= EXERCISE INPUT =
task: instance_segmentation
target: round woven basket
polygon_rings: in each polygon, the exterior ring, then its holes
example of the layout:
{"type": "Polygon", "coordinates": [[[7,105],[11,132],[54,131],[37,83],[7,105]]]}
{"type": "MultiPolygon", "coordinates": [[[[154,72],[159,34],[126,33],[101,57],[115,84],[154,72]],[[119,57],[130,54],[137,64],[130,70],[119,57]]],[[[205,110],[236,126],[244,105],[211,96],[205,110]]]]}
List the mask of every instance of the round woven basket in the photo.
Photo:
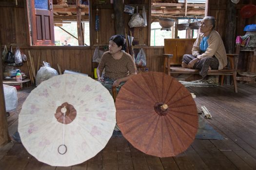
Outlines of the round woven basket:
{"type": "Polygon", "coordinates": [[[163,17],[159,18],[159,24],[163,28],[171,28],[175,22],[175,20],[173,19],[163,17]]]}
{"type": "Polygon", "coordinates": [[[200,21],[192,22],[189,24],[189,28],[191,30],[198,30],[200,28],[200,21]]]}
{"type": "Polygon", "coordinates": [[[189,23],[183,23],[182,24],[177,24],[177,25],[178,31],[186,30],[189,26],[189,23]]]}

= DIRECTIONS FOR THIS TASK =
Set the pictures aside and transcribe the data above exactly.

= FULL ANSWER =
task: instance_segmentation
target: round woven basket
polygon_rings: in each polygon, the exterior ring, then its holes
example of the layout:
{"type": "Polygon", "coordinates": [[[7,105],[11,132],[54,131],[37,83],[7,105]]]}
{"type": "MultiPolygon", "coordinates": [[[[154,72],[159,34],[126,33],[101,57],[115,84],[154,72]],[[119,57],[130,54],[137,64],[130,70],[119,57]]],[[[205,110],[236,126],[244,105],[211,96],[205,110]]]]}
List the mask of every instance of the round woven basket in the photo.
Photo:
Outlines of the round woven basket:
{"type": "Polygon", "coordinates": [[[163,17],[159,18],[159,24],[163,28],[171,28],[175,22],[175,20],[173,19],[163,17]]]}
{"type": "Polygon", "coordinates": [[[200,21],[192,22],[189,24],[189,28],[191,30],[198,30],[200,28],[200,21]]]}
{"type": "Polygon", "coordinates": [[[189,23],[183,23],[182,24],[177,24],[177,25],[178,31],[186,30],[189,26],[189,23]]]}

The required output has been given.